Only the lines from the one with "ball shown in this photograph." onward are wanted, through the last line of the entries, set down exactly.

[Stored data]
┄┄┄┄┄┄┄┄┄┄┄┄┄┄┄┄┄┄┄┄
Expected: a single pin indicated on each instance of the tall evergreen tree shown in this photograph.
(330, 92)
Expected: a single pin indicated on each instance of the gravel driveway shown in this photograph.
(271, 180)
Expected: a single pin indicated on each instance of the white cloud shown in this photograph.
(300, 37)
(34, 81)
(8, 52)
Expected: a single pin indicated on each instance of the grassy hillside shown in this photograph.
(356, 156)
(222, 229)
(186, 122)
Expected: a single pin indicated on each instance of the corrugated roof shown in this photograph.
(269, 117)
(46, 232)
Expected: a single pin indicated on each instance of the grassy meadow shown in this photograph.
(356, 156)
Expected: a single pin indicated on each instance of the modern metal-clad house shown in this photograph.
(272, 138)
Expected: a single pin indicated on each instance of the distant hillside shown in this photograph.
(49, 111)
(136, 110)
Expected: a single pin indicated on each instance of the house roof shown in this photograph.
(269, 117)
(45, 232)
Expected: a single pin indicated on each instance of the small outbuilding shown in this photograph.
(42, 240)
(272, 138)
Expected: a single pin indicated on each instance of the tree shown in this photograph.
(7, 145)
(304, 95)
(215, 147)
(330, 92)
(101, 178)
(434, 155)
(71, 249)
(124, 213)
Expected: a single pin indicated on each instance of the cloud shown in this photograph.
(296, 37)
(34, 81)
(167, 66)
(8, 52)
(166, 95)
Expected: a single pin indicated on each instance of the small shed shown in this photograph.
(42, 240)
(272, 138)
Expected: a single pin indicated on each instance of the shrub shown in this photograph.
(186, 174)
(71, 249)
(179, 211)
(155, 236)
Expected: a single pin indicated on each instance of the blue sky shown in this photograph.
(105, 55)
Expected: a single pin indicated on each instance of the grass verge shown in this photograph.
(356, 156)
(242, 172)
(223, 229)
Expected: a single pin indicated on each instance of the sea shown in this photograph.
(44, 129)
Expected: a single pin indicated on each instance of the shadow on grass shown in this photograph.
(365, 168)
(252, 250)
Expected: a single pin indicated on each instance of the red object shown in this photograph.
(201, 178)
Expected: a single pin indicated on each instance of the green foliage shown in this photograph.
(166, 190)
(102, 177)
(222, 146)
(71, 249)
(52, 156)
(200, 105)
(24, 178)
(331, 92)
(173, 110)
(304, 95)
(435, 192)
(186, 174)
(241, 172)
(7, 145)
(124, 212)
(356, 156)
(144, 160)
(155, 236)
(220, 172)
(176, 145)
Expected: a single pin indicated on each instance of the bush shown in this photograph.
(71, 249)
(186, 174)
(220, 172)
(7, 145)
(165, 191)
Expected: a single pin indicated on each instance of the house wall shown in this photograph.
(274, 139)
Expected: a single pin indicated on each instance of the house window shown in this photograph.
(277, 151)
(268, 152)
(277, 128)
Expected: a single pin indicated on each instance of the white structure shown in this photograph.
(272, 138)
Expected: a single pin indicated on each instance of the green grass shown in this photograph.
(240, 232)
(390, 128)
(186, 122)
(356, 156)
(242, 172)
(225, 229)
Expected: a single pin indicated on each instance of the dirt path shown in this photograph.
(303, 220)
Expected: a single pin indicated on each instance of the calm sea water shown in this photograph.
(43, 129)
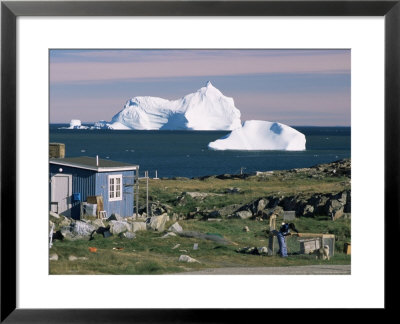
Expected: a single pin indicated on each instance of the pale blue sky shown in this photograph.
(295, 87)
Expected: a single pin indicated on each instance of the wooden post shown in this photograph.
(137, 193)
(147, 192)
(272, 227)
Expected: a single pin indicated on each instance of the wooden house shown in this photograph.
(73, 180)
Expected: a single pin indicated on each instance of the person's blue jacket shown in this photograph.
(285, 228)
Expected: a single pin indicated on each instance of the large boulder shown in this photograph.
(117, 227)
(186, 258)
(244, 214)
(138, 226)
(127, 235)
(175, 228)
(81, 229)
(97, 223)
(157, 223)
(115, 217)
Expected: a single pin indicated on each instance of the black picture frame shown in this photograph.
(10, 10)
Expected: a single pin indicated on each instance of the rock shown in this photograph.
(157, 223)
(244, 214)
(308, 211)
(233, 190)
(128, 235)
(97, 223)
(66, 232)
(261, 205)
(175, 228)
(115, 217)
(174, 217)
(54, 215)
(65, 221)
(262, 250)
(117, 227)
(81, 229)
(169, 234)
(138, 226)
(186, 258)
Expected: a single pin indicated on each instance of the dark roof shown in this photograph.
(86, 162)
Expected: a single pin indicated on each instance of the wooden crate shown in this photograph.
(309, 245)
(98, 200)
(347, 248)
(57, 150)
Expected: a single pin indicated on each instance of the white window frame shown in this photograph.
(112, 187)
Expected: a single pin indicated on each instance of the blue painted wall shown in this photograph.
(83, 182)
(122, 207)
(91, 183)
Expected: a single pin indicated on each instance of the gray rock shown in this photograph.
(81, 229)
(115, 217)
(128, 235)
(262, 250)
(261, 205)
(65, 221)
(97, 223)
(157, 223)
(138, 226)
(186, 258)
(175, 228)
(117, 227)
(169, 234)
(244, 214)
(54, 215)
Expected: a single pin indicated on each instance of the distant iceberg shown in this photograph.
(75, 124)
(259, 135)
(205, 109)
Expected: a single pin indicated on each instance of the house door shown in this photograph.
(61, 191)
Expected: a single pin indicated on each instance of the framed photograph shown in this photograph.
(322, 81)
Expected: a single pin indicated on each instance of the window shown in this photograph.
(115, 187)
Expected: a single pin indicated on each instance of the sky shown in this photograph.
(293, 87)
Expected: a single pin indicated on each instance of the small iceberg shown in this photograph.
(259, 135)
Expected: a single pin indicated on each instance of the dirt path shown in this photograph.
(294, 270)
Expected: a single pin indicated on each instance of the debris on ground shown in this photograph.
(253, 250)
(215, 237)
(186, 258)
(176, 246)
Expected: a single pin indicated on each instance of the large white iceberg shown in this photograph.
(261, 135)
(75, 124)
(206, 109)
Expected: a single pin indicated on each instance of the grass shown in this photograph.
(280, 183)
(148, 253)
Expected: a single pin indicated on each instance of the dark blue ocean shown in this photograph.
(185, 153)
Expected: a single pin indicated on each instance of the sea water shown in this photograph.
(185, 153)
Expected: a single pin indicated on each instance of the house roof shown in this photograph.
(90, 163)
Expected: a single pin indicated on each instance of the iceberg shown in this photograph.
(259, 135)
(75, 124)
(205, 109)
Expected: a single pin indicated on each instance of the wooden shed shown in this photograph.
(74, 180)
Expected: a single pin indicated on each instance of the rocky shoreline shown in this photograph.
(333, 205)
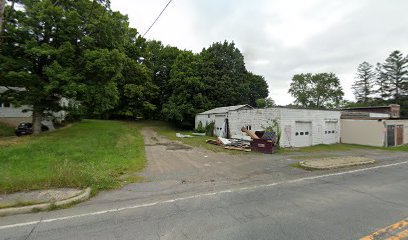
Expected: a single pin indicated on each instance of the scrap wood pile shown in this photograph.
(231, 144)
(259, 141)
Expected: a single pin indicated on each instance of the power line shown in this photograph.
(157, 17)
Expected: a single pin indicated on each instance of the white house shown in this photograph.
(219, 116)
(299, 127)
(14, 115)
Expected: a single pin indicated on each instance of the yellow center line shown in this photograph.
(391, 231)
(399, 236)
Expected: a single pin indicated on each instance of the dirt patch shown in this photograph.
(172, 161)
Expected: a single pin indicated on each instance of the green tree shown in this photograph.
(396, 72)
(137, 91)
(160, 59)
(364, 82)
(2, 7)
(321, 90)
(187, 98)
(228, 81)
(54, 49)
(265, 102)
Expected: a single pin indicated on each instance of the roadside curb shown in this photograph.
(307, 165)
(46, 206)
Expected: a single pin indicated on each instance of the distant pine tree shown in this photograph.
(396, 72)
(363, 86)
(381, 82)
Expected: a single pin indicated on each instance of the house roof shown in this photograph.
(225, 109)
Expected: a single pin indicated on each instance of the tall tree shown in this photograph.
(381, 81)
(2, 7)
(321, 90)
(226, 77)
(187, 98)
(160, 59)
(55, 49)
(396, 72)
(364, 82)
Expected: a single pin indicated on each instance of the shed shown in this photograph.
(219, 116)
(299, 127)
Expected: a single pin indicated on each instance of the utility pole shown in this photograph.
(2, 7)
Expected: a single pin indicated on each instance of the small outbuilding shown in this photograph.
(220, 117)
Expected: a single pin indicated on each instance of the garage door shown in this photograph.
(330, 134)
(303, 134)
(219, 125)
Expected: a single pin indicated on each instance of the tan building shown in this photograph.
(374, 132)
(374, 126)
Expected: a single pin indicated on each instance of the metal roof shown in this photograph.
(225, 109)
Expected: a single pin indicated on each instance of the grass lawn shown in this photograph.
(90, 153)
(6, 130)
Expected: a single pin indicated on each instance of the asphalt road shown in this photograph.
(346, 205)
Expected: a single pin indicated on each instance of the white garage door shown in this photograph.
(303, 134)
(330, 134)
(219, 125)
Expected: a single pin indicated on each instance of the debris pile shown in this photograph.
(259, 141)
(231, 144)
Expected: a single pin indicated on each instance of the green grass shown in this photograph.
(91, 153)
(6, 130)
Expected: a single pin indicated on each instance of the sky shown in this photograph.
(280, 38)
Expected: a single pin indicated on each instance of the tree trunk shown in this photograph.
(37, 119)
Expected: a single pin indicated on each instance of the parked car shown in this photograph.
(27, 129)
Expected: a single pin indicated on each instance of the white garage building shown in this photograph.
(299, 127)
(219, 116)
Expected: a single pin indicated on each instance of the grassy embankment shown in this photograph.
(91, 153)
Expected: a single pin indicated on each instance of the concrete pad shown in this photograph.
(335, 162)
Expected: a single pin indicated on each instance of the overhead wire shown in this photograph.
(164, 9)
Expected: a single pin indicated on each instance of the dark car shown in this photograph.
(27, 129)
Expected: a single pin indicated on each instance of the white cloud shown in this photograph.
(281, 38)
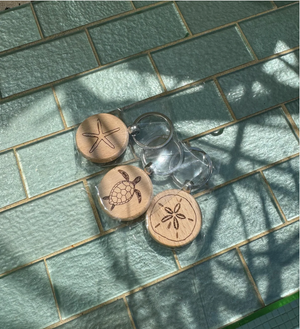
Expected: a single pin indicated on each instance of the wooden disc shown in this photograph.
(125, 192)
(102, 138)
(174, 218)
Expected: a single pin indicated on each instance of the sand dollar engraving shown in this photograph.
(102, 138)
(174, 218)
(125, 192)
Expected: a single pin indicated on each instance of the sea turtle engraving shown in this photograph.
(123, 191)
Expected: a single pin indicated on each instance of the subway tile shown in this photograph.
(273, 261)
(54, 162)
(44, 63)
(192, 111)
(27, 118)
(138, 32)
(139, 4)
(293, 108)
(231, 214)
(111, 316)
(284, 182)
(263, 85)
(201, 57)
(209, 295)
(108, 89)
(280, 31)
(56, 17)
(26, 299)
(45, 225)
(10, 181)
(17, 28)
(204, 15)
(107, 267)
(248, 145)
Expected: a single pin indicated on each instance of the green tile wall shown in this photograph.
(192, 111)
(46, 62)
(204, 15)
(17, 28)
(11, 185)
(133, 34)
(279, 34)
(27, 118)
(45, 225)
(26, 299)
(201, 57)
(55, 17)
(103, 318)
(249, 145)
(263, 85)
(106, 268)
(202, 297)
(273, 261)
(284, 181)
(231, 215)
(108, 89)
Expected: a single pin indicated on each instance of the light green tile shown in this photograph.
(231, 215)
(59, 16)
(273, 261)
(112, 316)
(10, 181)
(107, 267)
(293, 108)
(54, 162)
(248, 145)
(26, 299)
(192, 111)
(204, 15)
(209, 295)
(45, 62)
(284, 182)
(29, 117)
(280, 31)
(45, 225)
(108, 89)
(261, 86)
(133, 34)
(201, 57)
(17, 28)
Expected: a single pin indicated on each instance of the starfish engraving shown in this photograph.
(101, 136)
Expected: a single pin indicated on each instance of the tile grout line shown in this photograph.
(224, 99)
(182, 18)
(129, 312)
(157, 72)
(92, 46)
(243, 37)
(290, 119)
(92, 203)
(250, 277)
(273, 196)
(21, 173)
(52, 288)
(59, 108)
(36, 21)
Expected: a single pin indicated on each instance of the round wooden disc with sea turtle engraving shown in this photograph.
(102, 138)
(174, 218)
(125, 192)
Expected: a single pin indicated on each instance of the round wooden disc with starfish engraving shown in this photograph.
(125, 192)
(174, 218)
(102, 138)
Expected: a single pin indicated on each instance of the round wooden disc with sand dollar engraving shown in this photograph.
(174, 218)
(102, 138)
(125, 192)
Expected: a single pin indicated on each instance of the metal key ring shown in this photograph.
(134, 129)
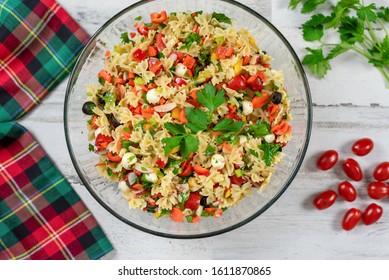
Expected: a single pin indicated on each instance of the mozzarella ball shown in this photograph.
(128, 160)
(218, 161)
(152, 96)
(247, 108)
(181, 70)
(270, 138)
(151, 177)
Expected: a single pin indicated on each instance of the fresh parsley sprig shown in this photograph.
(356, 24)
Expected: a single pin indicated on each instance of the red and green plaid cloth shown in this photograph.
(41, 216)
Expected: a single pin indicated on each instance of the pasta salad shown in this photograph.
(187, 116)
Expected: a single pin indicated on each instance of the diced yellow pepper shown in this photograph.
(176, 113)
(238, 67)
(174, 150)
(147, 127)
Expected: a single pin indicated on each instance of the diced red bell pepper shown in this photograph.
(193, 201)
(102, 141)
(201, 170)
(139, 55)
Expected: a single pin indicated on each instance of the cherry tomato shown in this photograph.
(363, 146)
(187, 169)
(327, 160)
(347, 191)
(180, 81)
(193, 201)
(352, 169)
(155, 65)
(381, 172)
(325, 199)
(236, 180)
(139, 55)
(158, 18)
(237, 83)
(351, 218)
(102, 141)
(201, 170)
(255, 83)
(143, 30)
(378, 190)
(372, 214)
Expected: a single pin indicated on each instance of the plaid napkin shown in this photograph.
(39, 44)
(41, 217)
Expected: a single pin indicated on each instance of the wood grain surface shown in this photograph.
(350, 103)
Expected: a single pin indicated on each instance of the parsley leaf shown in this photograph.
(313, 29)
(174, 128)
(190, 144)
(316, 62)
(197, 119)
(171, 143)
(209, 98)
(220, 17)
(193, 37)
(269, 151)
(125, 38)
(259, 129)
(109, 97)
(229, 125)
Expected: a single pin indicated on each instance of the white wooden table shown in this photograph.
(352, 102)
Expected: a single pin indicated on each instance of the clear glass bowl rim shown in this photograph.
(73, 77)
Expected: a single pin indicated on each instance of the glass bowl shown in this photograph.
(107, 193)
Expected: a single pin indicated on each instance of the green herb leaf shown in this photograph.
(316, 62)
(124, 37)
(269, 151)
(197, 119)
(174, 128)
(183, 198)
(368, 13)
(209, 151)
(229, 125)
(109, 97)
(171, 143)
(190, 144)
(313, 29)
(260, 129)
(220, 17)
(209, 98)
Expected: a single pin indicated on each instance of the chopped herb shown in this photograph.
┄┄┄┄┄┄┄┄┄┄┄┄┄┄┄┄┄┄┄┄
OUTPUT OF THE EXERCISE:
Expected: a single pin indicated on each instance of the mozzarella ball shown in this photograph.
(128, 160)
(218, 161)
(152, 96)
(247, 108)
(181, 70)
(270, 138)
(151, 177)
Expected: a single pin indicated on each instance of the fresh parsley sprig shown in this photograph.
(356, 24)
Expected: a single pin indicated on each instance of the red and green plaid cloth shown in this photograph.
(41, 216)
Expected: a single pin indicated on each instance of the pasta salad shown in this photograph.
(187, 116)
Expected: a single pin indicated on each instance of the diced yellow pepper shown in this photograph.
(176, 113)
(238, 67)
(174, 150)
(147, 127)
Expected: a single pin indicated on each instance of the diced red bell pepper shown in this photograph.
(193, 201)
(102, 141)
(201, 170)
(139, 55)
Expected: a single pin indicated on each instance of the cherry tomato shown in this photograph.
(363, 146)
(187, 169)
(327, 160)
(347, 191)
(180, 81)
(193, 201)
(352, 169)
(155, 65)
(381, 172)
(325, 199)
(236, 180)
(139, 55)
(158, 18)
(237, 83)
(351, 218)
(102, 141)
(201, 170)
(255, 83)
(143, 30)
(378, 190)
(372, 214)
Expected: a single pin indicated on each instance of the plaid napkin shown in this photograph.
(39, 44)
(41, 217)
Expected: a single pin indicated on each instance of the wood grain surface shown in this photograph.
(350, 103)
Expected: a single pin indicated on each instance of the parsley leaf shown in this photograph.
(313, 29)
(174, 128)
(190, 144)
(316, 62)
(197, 119)
(171, 143)
(209, 98)
(220, 17)
(193, 37)
(269, 151)
(125, 38)
(259, 129)
(109, 97)
(229, 125)
Expected: a single pin indicated on each instance of the white wooden table shown in this photograph.
(352, 102)
Expected: a single pin indicated on each instance of the clear glass bowl rim shown in this photograph.
(73, 77)
Expected: a single pin indicated on each instance of the glass bowl shown in this photograph.
(107, 193)
Expected: a single pin indicated on each instance of the green herb leaf shown in this photograph.
(316, 62)
(124, 37)
(269, 151)
(197, 119)
(174, 128)
(183, 198)
(368, 13)
(209, 151)
(229, 125)
(109, 97)
(171, 143)
(190, 144)
(313, 29)
(260, 129)
(220, 17)
(209, 98)
Expected: a single pin indicated on each instance of the chopped herb shown in this photograph.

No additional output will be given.